In your answer, repeat each line of the data exactly.
---------- DATA FOR THIS EXERCISE ----------
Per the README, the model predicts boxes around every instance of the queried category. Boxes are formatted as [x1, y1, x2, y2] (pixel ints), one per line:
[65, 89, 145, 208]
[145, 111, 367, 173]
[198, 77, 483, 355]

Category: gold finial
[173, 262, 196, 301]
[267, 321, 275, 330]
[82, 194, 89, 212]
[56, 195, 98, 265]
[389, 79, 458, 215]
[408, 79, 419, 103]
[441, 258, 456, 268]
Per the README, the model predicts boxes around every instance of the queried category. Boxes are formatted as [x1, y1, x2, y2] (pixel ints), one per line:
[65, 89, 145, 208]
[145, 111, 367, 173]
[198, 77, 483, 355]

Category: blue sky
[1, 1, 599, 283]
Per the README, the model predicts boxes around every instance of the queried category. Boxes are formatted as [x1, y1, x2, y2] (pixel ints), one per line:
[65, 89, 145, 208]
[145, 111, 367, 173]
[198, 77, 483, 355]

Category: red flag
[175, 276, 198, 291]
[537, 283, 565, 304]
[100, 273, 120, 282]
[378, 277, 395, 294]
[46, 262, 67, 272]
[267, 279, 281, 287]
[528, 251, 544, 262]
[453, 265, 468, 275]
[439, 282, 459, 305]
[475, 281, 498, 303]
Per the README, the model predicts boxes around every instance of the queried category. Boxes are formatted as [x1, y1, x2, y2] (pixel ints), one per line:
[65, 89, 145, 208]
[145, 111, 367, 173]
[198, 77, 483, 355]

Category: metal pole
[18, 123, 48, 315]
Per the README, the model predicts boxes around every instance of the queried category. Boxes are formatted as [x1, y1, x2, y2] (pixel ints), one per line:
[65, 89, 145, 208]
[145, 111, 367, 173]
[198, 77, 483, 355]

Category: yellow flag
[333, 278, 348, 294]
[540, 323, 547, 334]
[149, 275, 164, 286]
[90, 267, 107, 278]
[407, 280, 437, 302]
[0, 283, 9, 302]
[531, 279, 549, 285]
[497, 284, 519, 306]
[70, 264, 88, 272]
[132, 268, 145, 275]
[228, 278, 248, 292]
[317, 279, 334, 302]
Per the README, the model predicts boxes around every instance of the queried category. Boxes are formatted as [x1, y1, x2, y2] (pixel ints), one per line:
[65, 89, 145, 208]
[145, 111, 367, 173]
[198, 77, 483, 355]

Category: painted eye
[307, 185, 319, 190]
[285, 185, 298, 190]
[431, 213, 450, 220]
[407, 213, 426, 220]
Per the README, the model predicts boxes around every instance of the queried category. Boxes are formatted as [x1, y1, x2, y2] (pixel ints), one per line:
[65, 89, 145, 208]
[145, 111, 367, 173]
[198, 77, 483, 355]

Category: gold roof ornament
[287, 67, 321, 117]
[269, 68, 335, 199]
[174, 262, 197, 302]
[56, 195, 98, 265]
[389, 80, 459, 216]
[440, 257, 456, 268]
----------
#### RESPONSE BELOW
Per the README, the model predicts boxes around every instance of the queried category. Boxes are formatted as [x1, y1, x2, y2] (pixel ints), one per line:
[65, 89, 145, 208]
[145, 111, 367, 173]
[198, 77, 483, 355]

Category: gold finial
[173, 262, 196, 301]
[267, 321, 275, 330]
[82, 194, 89, 212]
[56, 195, 98, 265]
[389, 79, 458, 215]
[408, 79, 419, 103]
[441, 258, 456, 268]
Per the README, the model predicts boxes around every instance of the queried category. Boxes are formatted as [x1, y1, x2, y2] (pixel ints), one per line:
[65, 89, 145, 208]
[145, 111, 367, 173]
[198, 77, 483, 355]

Category: blue sky
[1, 1, 599, 283]
Per the README, the model predicts boxes around every instance of the queried category. Boxes are formatted as [x1, y1, x2, y2] (pixel ints), one per line:
[65, 89, 145, 208]
[145, 111, 367, 173]
[198, 77, 483, 355]

Category: red flag
[175, 276, 198, 291]
[537, 283, 565, 304]
[100, 273, 120, 282]
[378, 277, 395, 294]
[46, 262, 67, 272]
[267, 279, 281, 287]
[528, 251, 544, 262]
[453, 265, 468, 275]
[439, 282, 459, 305]
[475, 281, 498, 303]
Per the README, the model predicts boxes around every instance of the queried category. Boxes are formatted as [x1, y1, x2, y2] (pixel ints), one per line:
[65, 89, 145, 208]
[145, 111, 367, 173]
[198, 77, 483, 355]

Category: metal pole
[18, 123, 48, 315]
Per the README, the model predicts boxes around every instance of the queried category. Boxes are formatted as [x1, y1, x2, y2] (pixel ints), one per line:
[65, 89, 145, 208]
[145, 111, 367, 173]
[198, 77, 483, 355]

Category: yellow flag
[333, 278, 348, 294]
[540, 323, 547, 334]
[149, 275, 164, 286]
[90, 267, 107, 278]
[407, 280, 437, 302]
[0, 283, 9, 302]
[531, 279, 549, 285]
[497, 284, 519, 306]
[70, 264, 88, 272]
[132, 268, 145, 275]
[228, 278, 248, 292]
[317, 279, 334, 302]
Per the README, the model predicts boxes around every instance of the queried category. Boxes are formatted as [x1, y1, x2, y2] (pixel ints), one per line:
[65, 89, 145, 208]
[145, 111, 367, 173]
[198, 77, 483, 355]

Category: painted eye
[307, 185, 319, 190]
[285, 185, 298, 190]
[431, 213, 450, 220]
[407, 213, 426, 220]
Per the README, the model predicts boxes around every instance of the queried category. Boxes are formatted as [x1, y1, x2, y2] (pixel ints), one per line:
[65, 89, 145, 208]
[145, 111, 367, 173]
[198, 77, 483, 355]

Category: gold roof ornament
[287, 67, 321, 117]
[269, 68, 335, 199]
[174, 262, 197, 302]
[56, 195, 98, 265]
[389, 80, 459, 216]
[440, 257, 456, 268]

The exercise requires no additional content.